--- Text segment Enclosed Below ---

If you were to start again, what would you do differently?

I think most startups probably have a handful of items they would have liked to do differently, but personally I would have spent more time with our prospective customers to ensure that the product we were building really filled their needs. We subsequently pivoted, allowing us to go through the customer interview process again, but at the end of the day nothing is worse than building a product no one wants.

As an entrepreneur, what is the one thing you do over and over and recommend everyone else do?

When it comes to identifying a habit to pass on to other founders I would strongly encourage adopting the build/measure/learn feedback loop proposed by Eric Ries in “The Lean Startup.” Few decisions we make with our platform are perfect from conception, so we are constantly looking for ways to test our hypothesis and gather feedback before investing time into an initiative. Once we have gathered feedback we are able to make the decision to scrap, iterate or move forward accordingly. The idea is to constantly be testing in order to ensure we are providing value with everything we release.

What is one strategy that has helped you grow your business? Please explain how.

A life lesson I learned early on was to stay flexible. Nothing progresses the way you think it will, and that certainly goes with running a business. Markets and trends are ever-changing, and it’s important to identify how varying factors can influence your business, as well as what ancillary opportunities may be around the corner. Stay focused on the key milestones, but don’t be afraid to take a step back and reassess periodically.

What is one failure you had as an entrepreneur, and how did you overcome it?

Our initial concept was a gamified wellness solution that we would market to small companies using a SaaS model, but it became clear that our initial hypothesis was incorrect, so we pivoted. Going through a pivot can be one of the scariest events in a startup’s life, but the experience can be invaluable to your business uncovering lessons that will help moving forward.

What is one business idea that you’re willing to give away to our readers?

A business idea I have been kicking around for a couple years has been the result of a personal pain that no one seems to have addressed. Maybe it’s just bad luck, but I repeatedly have the leaky coffee cup at coffee shops which results in coffee stains on most shirts. At some point I am going to create the next generation coffee cup, mark my words.

Tell us something about you that very few people know?

Before starting Nudge, Phil Beene and I were playing semi-professional soccer for a team in Chattanooga, TN. He and I had met previously while playing soccer for Wofford College, a small D1 school in South Carolina.

What software and web services do you use? What do you love about them?

One of the latest platforms our team has started using is Fleep, which is a social collaboration tool for groups, allowing individuals to create targeted message threads with others and upload relevant files. It is built with mobile in mind, so the Fleep app allows me to maintain my social presence even while I’m on the road. We have only been using it for a couple months, but we have been pretty happy with it so far.

What is the one book that you recommend our community should read and why?

The Learn Startup” by Eric Ries is a book I wish I had read before starting Nudge, as I would have done several things far differently. Other great books include “Rework” and “Good to Great.

What people have influenced your thinking and might be of interest to others?

While I have always been fascinated with David Heinemeier Hansson and Jack Dorsey because of their stories, I find lessons in most talks I hear from founders. One resource I have enjoyed exploring over the past couple years has been Stanford’s Entrepreneurial Thought Leaders Series which has lectures from the likes of the two previously mentioned, as well as Dave McClure and Reid Hoffman.

--- End of Enclosed Text segment ---

§ Required work
Repeat the part of the interview that opens with the words containing "A business idea" and closes with "few people know?", swapping "kicking around" for "mulling over".

--- Records supplied Enclosed Below ---

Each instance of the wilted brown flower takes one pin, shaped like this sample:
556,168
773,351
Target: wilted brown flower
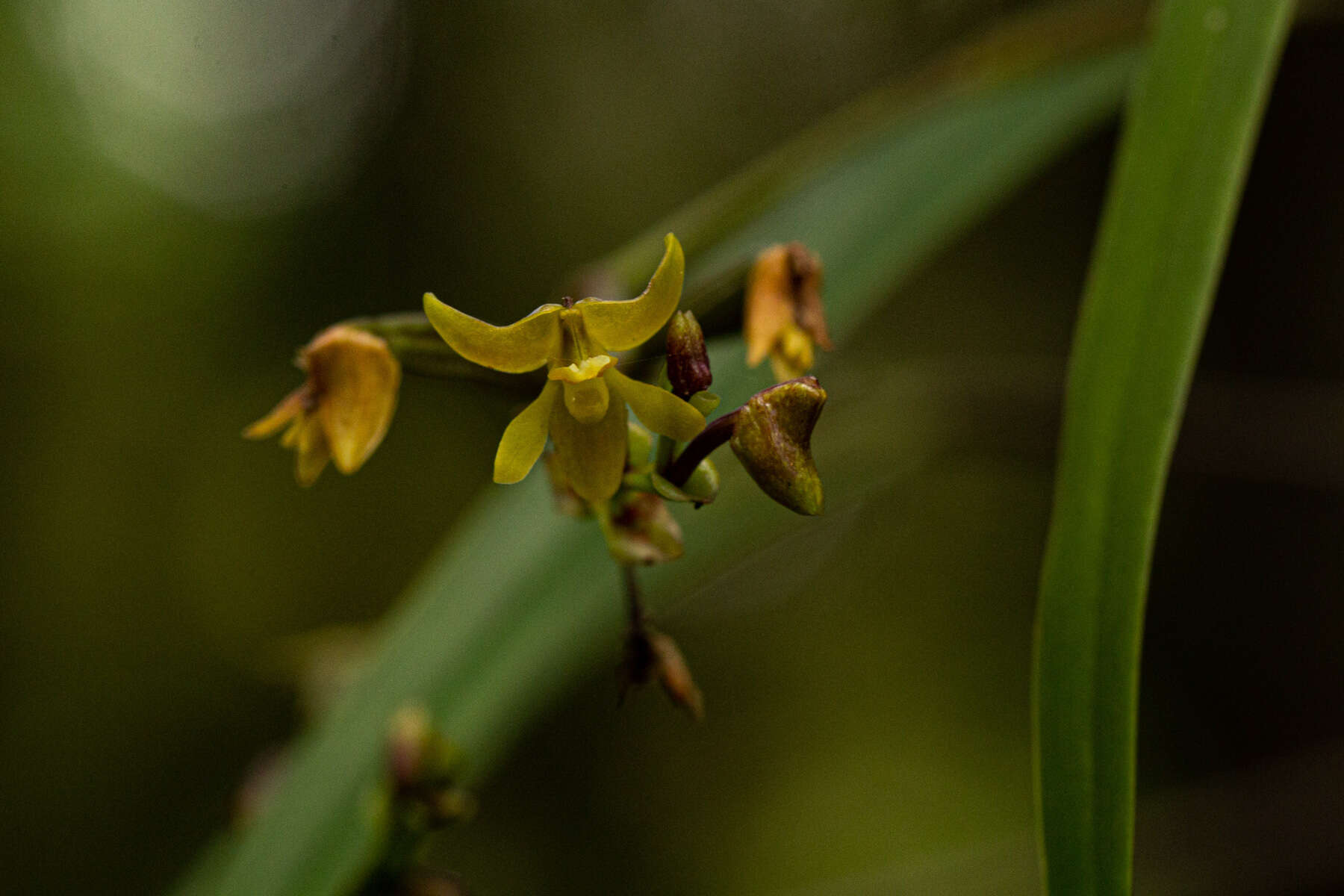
343,408
783,316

--- End of Enclosed Records supplied ---

§ Exercise response
A business idea I have been mulling over for a couple years has been the result of a personal pain that no one seems to have addressed. Maybe it’s just bad luck, but I repeatedly have the leaky coffee cup at coffee shops which results in coffee stains on most shirts. At some point I am going to create the next generation coffee cup, mark my words.

Tell us something about you that very few people know?